Collected data entries
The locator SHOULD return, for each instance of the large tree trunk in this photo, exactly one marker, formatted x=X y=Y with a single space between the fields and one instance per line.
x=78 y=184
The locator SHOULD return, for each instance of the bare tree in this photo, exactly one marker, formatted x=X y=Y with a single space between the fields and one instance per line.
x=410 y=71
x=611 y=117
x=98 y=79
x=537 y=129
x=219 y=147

◆ Required action: Repeat only the tail of the entries, exactly: the line containing "The locator SHOULD return, for each instance of the bare" and every line after it, to the end.

◆ Answer space:
The locator SHOULD return, for each instance of the bare tree in this photo, exactly one marker, formatted x=X y=Y with a single space between the fields and one instance per line.
x=410 y=71
x=611 y=117
x=98 y=79
x=537 y=129
x=219 y=147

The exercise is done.